Prosegui l'articolo sulla possibile fine dello stato di emergenza Covid in Italia, riprendendo subito dopo l'ultima frase riportata.

══ ESTRATTO FORNITO ══

Il primo segnale confortante rispetto alla situazione Covid nel Paese, è legato a quanto emerso dal Cdm di ieri, a termine del quale è stato annunciato che dal 1 febbraio cambieranno molte cose e che, addirittura, ci si avvierà alla cancellazione dell’obbligo di mascherina all’aperto.
Una situazione che di fatto, concorre anche alla cessazione dello stato di emergenza, la cui scadenza è fissata per il 31 gennaio.
Ed il fatto che, ‘se’ le cose continueranno ad andare così, difficilmente il governo dovrebbe prorogarlo, viene in parte confermato anche da un personaggio in questo autorevole, essendo un membro interno al Cts, come Fabrizio Pregliasco. “I dati di oggi – spiega infatti il virologo milanese – ci possono confortare in questo senso ed è anche una decisione che ha un aspetto simbolico”.
Secondo il docente della Statale di Milano, non prorogare oltre il 31 marzo lo stato di emergenza è una scelta “che però non deve far abbassare la guardia perché questo virus rimarrà tra di noi e non dobbiamo considerare solo il fatto che, diventando endemico, non rappresenta un problema perché l’andamento endemico vuol dire giocare con una presenza continua del virus. E ovviamente rimane sempre la spada di Damocle di una nuova variante”.
Dunque, rimarca l’esperto, “La fine dello stato di emergenza è una speranza, io credo che vada vista in questo senso. L’Italia rispetto ad altre nazioni sta tenendo un approccio di prudenza aprendo i rubinetti dei contatti in modo progressivo. Quindi vedremo come vanno le cose. Ad oggi la situazione è oggettivamente migliore, abbiamo l’Rt sotto 1 e tutta una serie di bei segnali che possono confortarci. il virus però ci ha insegnato che c’è sempre la fregatura dietro la porta e bisogna essere flessibili per affrontare la problematica. Quando sono state fatte previsioni sul lungo termine non sono state rispettate”.

═══
══ DATI REGISTRATI ══

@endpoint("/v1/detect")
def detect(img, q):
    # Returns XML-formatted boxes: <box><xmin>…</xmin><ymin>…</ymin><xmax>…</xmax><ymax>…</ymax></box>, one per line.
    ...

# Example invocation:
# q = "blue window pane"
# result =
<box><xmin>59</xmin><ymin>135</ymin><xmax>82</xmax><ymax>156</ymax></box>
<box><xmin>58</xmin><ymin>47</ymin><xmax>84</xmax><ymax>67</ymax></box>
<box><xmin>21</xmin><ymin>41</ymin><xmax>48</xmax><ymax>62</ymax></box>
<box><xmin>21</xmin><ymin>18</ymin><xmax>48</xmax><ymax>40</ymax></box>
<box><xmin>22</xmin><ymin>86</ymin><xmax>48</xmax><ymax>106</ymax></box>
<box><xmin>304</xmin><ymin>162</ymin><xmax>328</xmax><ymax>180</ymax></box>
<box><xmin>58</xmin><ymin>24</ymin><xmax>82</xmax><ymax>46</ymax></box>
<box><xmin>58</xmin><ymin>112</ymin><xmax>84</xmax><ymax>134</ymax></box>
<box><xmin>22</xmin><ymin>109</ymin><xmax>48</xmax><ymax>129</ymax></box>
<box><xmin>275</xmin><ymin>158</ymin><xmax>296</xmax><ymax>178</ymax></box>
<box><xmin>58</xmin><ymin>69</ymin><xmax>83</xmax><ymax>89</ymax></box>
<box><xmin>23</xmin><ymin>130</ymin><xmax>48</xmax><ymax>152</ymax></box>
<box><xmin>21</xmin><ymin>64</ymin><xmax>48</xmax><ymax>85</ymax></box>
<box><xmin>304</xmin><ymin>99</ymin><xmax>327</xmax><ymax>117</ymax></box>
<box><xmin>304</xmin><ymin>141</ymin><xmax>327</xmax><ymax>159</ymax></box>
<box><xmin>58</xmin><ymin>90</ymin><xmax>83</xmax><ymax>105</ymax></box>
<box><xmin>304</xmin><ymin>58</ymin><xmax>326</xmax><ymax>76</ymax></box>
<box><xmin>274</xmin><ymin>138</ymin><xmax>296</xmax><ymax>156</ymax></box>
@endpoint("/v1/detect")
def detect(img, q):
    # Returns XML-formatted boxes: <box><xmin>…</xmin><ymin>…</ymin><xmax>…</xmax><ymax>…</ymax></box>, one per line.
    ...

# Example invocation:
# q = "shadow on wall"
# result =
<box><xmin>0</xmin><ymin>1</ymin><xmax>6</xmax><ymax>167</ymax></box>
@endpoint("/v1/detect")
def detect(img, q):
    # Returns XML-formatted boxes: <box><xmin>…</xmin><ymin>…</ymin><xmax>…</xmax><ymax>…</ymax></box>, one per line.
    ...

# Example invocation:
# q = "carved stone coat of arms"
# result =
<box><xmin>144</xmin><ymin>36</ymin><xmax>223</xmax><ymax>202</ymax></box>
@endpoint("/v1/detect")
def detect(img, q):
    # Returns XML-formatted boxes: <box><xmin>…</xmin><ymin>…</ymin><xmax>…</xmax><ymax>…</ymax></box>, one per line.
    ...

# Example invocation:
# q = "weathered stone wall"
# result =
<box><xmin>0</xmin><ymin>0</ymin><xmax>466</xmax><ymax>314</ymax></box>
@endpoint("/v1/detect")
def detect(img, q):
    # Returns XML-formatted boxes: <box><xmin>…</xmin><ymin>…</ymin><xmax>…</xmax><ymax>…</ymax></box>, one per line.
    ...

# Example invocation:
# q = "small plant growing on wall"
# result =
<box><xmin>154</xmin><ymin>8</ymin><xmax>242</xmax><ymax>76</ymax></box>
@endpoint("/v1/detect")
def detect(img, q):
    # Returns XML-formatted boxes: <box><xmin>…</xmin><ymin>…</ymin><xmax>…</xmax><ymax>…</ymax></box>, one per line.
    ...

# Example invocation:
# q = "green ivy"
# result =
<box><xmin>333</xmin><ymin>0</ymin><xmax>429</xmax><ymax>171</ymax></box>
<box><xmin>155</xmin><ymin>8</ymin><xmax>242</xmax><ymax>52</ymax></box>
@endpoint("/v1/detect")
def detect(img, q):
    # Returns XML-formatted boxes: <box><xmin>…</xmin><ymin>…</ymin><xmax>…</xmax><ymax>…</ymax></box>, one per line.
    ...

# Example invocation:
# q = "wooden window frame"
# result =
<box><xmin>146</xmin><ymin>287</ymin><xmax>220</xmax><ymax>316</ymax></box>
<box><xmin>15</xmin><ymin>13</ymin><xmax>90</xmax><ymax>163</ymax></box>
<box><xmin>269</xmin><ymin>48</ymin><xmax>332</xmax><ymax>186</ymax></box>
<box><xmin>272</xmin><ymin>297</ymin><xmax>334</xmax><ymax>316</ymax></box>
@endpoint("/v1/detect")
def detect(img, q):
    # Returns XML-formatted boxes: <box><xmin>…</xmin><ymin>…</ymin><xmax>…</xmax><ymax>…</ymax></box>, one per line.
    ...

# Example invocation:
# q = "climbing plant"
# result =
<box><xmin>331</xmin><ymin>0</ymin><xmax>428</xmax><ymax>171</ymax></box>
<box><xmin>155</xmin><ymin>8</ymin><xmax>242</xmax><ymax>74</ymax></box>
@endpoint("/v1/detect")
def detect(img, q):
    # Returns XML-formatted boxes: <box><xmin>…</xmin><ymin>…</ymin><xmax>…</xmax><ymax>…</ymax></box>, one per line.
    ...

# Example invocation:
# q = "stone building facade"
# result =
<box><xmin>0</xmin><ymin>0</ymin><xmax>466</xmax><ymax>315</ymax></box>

═══

▶ _RISPOSTA AL COMPITO_:
Oggi, osserva il virologo, ”Alla luce della lezione subita e imparata, credo sia necessario un aggiornamento del piano pandemico con aspetti oggettivi previsti o prevedibili a fronte di un’altra emergenza o di colpi di coda di questo coronavirus. Nel passato si era detto ‘non c’era il piano pandemico aggiornato’, ma all’epoca non avevamo l’esperienza di quello che abbiamo subito e di tutti gli effetti. Ecco – suggerisce Pregliasco concludendo – studiamoli in quest’ottica sapendo che possiamo prepararci con step di potenziale reazione e attiviamoci perché alcuni aspetti positivi dello stato di emergenza come la flessibilità rispetto ad alcune azioni possano rimanere, però inquadrate a questo punto in un contesto più di operatività“.